SOURCE DOCUMENT Start Marker
Album Review

Stephen Malkmus and the Jicks "Mirror Traffic"

James Wickens
Mirror Traffic, the fifth release from Stephen Malkmus and the Jicks,represents the clearest articulation yet of the S.M. aesthetic. The album maintains the wiry looseness of former Jicks-backed offerings even as its songs are condensed to their respective essences—several tracks clock in at less than three minutes. With the help of its producer/style-czar, Beck, Mirror Traffic digs through the past to repurpose musical styles, from psychedelic LA country to first-wave British punk, twisting them into new but familiar shapes.

Beck’s role as producer seems split between tightening up the arrangements and curating the palette of stylistic overlays drawn from the Rock History vault. On “Long Hard Book,” reverb-soaked slide guitar evokes desert midnight, while the chorus’ pedal steel pairs with Joanna Bolme’s spot-on Emmy Lou Harris impersonation to suggest some long-lost Grievous Angel outtake. A fuzzed-out guitar outro pulls the listener back into unmistakably Malkmusian territory. “Tune Grief” is the song the Buzzcocks might’ve recorded if they’d grown up in southern California, a short, punchy track complete with a single-note guitar solo and beach-bright backing vocals. All of Mirror Traffic’s influences have surfaced previously in Malkmus’ work, but here, arguably benefitting from its producers influence,they are employed with a lighter touch.
SOURCE DOCUMENT End Marker
INFORMATION SUPPLIED Start Marker
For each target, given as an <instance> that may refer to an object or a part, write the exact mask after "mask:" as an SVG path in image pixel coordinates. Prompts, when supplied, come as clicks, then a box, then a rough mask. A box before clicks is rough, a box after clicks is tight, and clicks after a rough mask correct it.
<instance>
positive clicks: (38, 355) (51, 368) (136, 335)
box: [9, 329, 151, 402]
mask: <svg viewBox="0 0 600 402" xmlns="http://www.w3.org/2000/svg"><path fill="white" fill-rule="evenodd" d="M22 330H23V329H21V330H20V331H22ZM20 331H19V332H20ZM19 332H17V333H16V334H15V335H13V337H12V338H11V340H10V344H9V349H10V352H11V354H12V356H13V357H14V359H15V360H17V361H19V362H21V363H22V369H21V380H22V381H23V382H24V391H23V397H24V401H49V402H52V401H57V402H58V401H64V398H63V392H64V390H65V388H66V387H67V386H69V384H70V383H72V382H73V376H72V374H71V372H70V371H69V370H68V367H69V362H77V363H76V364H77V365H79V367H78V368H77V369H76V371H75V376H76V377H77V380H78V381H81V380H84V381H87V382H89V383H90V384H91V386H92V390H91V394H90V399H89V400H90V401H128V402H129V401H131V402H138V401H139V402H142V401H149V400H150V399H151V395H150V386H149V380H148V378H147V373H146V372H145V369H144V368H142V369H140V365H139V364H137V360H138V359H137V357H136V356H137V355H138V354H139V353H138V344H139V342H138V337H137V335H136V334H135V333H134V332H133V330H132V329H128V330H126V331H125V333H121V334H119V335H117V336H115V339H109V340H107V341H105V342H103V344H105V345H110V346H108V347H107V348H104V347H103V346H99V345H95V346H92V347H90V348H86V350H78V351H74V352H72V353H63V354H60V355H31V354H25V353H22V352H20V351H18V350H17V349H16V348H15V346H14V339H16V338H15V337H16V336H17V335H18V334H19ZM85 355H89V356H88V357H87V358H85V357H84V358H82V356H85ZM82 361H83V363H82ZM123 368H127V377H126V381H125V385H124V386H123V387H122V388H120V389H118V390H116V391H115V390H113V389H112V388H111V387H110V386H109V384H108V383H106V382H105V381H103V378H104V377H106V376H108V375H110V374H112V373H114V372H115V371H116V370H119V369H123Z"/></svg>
INFORMATION SUPPLIED End Marker
» PROBLEM A
Copy the passage from the Mirror Traffic review word for word. Begin at the words "Album Review" and stop after "but familiar shapes.".
» PROBLEM B
According to the Mirror Traffic review, which band might have recorded "Tune Grief" if they'd grown up in southern California?
» PROBLEM C
Write the next part of the Mirror Traffic review, picking up after its last sentence.

» ANSWER AREA A
Album Review

Stephen Malkmus and the Jicks "Mirror Traffic"

James Wickens
Mirror Traffic, the fifth release from Stephen Malkmus and the Jicks,represents the clearest articulation yet of the S.M. aesthetic. The album maintains the wiry looseness of former Jicks-backed offerings even as its songs are condensed to their respective essences—several tracks clock in at less than three minutes. With the help of its producer/style-czar, Beck, Mirror Traffic digs through the past to repurpose musical styles, from psychedelic LA country to first-wave British punk, twisting them into new but familiar shapes.

» ANSWER AREA B
The Buzzcocks.

» ANSWER AREA C
Malkmus’ lyrics demand cooperation from the listener, and possibly patience, but they do deliver. E.g., the opening lines from “Asking Price”: “It came delivered on a frozen rope/Indecision antidote/The frame is narrow, can’t you see/Paralyzed, no clarity.” The meaning drifts into focus as the song unwinds, but the lead is surely, intentionally buried. Comparisons to Bob Dylandrifted around Malkmus’ contributions to the I’m Not There soundtrack, and most were analytically sound; Mirror Traffic’s lyrics are oblique but affecting, faux-casual but still absolutely (if sometimes indirectly) honest. This aesthetic has been an either/or divider for Malkmus as an artist, in much the same way that Tom Waits’ rusty-exhaust-pipe vocals are polarizing; listeners love the challenge or detest the pretense. Adherents like myself enjoy the narrative gaps in between Malkmus’ lyrical hieroglyphs within which we can choose our own adventures and overlay our own experiences.

The Jicks do a powerful job of playing with and against Malkmus’ fractured pop sensibilities, smoothing out the quirky time and key changes into natural, even inevitable musical moments. Swampy electric piano and chunky bass lines provide solid yet supple support while still maintaining a sliver of garage-rock edge. Drummer Janet Weiss (formerly of Slater-Kinney, presently of Wild Flag) givesa nuanced and dynamic performance (sadly, her last as a Jick), moving seamlessly from gentle Nashville backbeat to indie-rock mania, sometimes within the boundaries of a single tune. Overall, the Jicks retain the very 3-D sound of a great live band performing together in a room.

Taste and economy are what finally sell Mirror Traffic. The cultivated sloppiness of past efforts is demoted from aesthetic foundation to endearing tic. It’s this restraint that allows the songs breath that makes this album Malkmus’ most mature and affecting post-Pavement release to date.